◆ TEXTE DU DOCUMENT ◆

:::::

L'exigence 3.1.6 est là pour interdire que l'on ait recours trop souvent, pour satisfaire les exigences 3.1.1 et 3.1.3, à des solutions conduisant à l'arrêt de mission ...

L'exigence 3.1.7 enfonce encore le clou:

3.1.7 Space systems shall not use abort as the first leg of failure tolerance


Je trouve cette discussion passionnante.
L'exigence 3.1.1 dit que deux pannes ne doivent pas entrainer perte ou blessure de l'équipage.
L'exigence 3.1.6 dit qu'on ne doit pas utiliser de système d'évacuation de l'équipage pour satisfaire 3.1.1.
Or si j'analyse bien : Ariane 5 est redondé 2 fois au niveau électrique / calculateur.
Donc si on a une panne, elle vole toujours.
Par contre en cas de deuxième panne, elle ne vole plus mais on peut toujours sauver l'équipage.
On peut en déduire que l'exigence 3.1.1 est satisfaite.
Mais on utilise alors la tour de sauvetage donc l'exigence 3.1.6 ne l'est pas.
Mais est ce si compliqué que cela de tripler la redondance sur les calculateurs et bus?

:::::

◆ CONSIGNE 1 ◆
Reproduisez à l'identique les lignes des enregistrements, depuis celle qui contient « If you could segment every instance of the smiling woman, your » jusqu'à la fin des enregistrements, ces deux bornes comprises.

◆ DONNÉES FOURNIES ◆
:::::

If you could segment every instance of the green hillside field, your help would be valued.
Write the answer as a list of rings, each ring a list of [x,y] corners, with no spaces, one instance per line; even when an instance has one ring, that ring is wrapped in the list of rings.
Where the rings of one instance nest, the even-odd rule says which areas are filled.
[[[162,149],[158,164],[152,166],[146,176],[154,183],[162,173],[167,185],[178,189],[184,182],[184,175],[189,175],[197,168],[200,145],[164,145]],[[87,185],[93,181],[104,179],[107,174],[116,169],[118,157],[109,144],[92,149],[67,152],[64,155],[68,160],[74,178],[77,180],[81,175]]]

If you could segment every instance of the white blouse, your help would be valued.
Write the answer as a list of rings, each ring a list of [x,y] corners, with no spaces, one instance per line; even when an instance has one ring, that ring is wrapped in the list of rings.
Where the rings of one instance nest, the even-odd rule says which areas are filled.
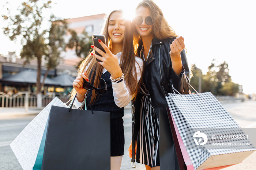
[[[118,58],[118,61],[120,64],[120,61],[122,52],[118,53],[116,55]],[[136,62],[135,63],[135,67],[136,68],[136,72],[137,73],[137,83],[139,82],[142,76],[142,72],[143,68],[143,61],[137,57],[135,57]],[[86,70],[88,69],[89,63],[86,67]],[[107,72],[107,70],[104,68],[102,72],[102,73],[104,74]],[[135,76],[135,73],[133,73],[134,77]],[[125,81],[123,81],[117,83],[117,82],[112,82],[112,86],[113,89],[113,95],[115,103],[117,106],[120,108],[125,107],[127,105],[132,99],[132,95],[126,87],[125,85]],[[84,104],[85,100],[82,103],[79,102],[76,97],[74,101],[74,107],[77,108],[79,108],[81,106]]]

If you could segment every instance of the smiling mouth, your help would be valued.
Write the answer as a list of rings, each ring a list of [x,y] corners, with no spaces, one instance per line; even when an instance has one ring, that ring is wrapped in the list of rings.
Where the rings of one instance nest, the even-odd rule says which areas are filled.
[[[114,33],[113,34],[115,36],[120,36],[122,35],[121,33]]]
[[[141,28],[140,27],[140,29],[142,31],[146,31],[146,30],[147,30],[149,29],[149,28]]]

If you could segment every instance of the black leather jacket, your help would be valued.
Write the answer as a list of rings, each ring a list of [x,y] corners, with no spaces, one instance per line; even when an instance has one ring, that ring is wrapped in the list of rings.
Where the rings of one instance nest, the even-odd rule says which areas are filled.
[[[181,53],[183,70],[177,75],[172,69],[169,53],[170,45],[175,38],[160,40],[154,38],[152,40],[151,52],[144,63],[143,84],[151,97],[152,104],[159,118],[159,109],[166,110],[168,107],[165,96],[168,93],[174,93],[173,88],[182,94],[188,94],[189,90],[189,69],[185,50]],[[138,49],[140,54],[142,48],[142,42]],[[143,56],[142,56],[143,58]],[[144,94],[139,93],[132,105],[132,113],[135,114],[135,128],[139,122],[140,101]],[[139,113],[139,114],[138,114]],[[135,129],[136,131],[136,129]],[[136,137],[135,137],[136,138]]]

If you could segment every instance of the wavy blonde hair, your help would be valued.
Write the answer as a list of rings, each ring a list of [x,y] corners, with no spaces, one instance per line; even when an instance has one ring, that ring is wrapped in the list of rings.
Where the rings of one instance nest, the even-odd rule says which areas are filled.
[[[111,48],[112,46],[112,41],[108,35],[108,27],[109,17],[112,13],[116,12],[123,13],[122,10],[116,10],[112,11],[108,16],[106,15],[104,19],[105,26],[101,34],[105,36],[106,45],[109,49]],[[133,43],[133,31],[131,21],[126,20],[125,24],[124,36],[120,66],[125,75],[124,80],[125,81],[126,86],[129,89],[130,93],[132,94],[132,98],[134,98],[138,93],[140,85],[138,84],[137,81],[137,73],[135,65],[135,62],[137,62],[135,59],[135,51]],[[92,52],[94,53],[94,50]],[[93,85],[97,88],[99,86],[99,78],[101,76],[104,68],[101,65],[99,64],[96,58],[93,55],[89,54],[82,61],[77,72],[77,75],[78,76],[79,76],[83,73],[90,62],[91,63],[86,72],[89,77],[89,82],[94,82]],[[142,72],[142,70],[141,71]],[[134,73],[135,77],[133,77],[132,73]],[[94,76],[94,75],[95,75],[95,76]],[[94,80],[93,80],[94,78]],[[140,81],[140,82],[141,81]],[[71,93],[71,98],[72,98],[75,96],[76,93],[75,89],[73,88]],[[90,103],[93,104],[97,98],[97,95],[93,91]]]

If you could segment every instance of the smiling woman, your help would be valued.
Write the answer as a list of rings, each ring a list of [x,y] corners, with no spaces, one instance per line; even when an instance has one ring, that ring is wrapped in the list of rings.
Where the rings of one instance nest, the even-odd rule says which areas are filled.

:::::

◆ CONSIGNE 2 ◆
Reprenez sous forme de liste le paragraphe du texte sur les exigences de sécurité qui commence par « Je trouve cette discussion passionnante », en conservant ses faits essentiels.

◆ RÉPONSE 1 ◆
If you could segment every instance of the smiling woman, your help would be valued.
Write the answer as a list of rings, each ring a list of [x,y] corners, with no spaces, one instance per line; even when an instance has one ring, that ring is wrapped in the list of rings.
Where the rings of one instance nest, the even-odd rule says which areas are filled.

◆ RÉPONSE 2 ◆
- L'exigence 3.1.1 interdit que deux pannes entraînent la perte ou la blessure de l'équipage.
- L'exigence 3.1.6 interdit de recourir à un système d'évacuation de l'équipage pour satisfaire 3.1.1.
- Ariane 5 est redondée deux fois au niveau électrique et calculateur. Après une panne, elle vole toujours. Après une deuxième panne, elle ne vole plus, mais l'équipage peut être sauvé.
- L'exigence 3.1.1 est donc satisfaite, mais grâce à la tour de sauvetage, si bien que l'exigence 3.1.6 ne l'est pas.
- Question soulevée : est-il si compliqué de tripler la redondance des calculateurs et des bus ?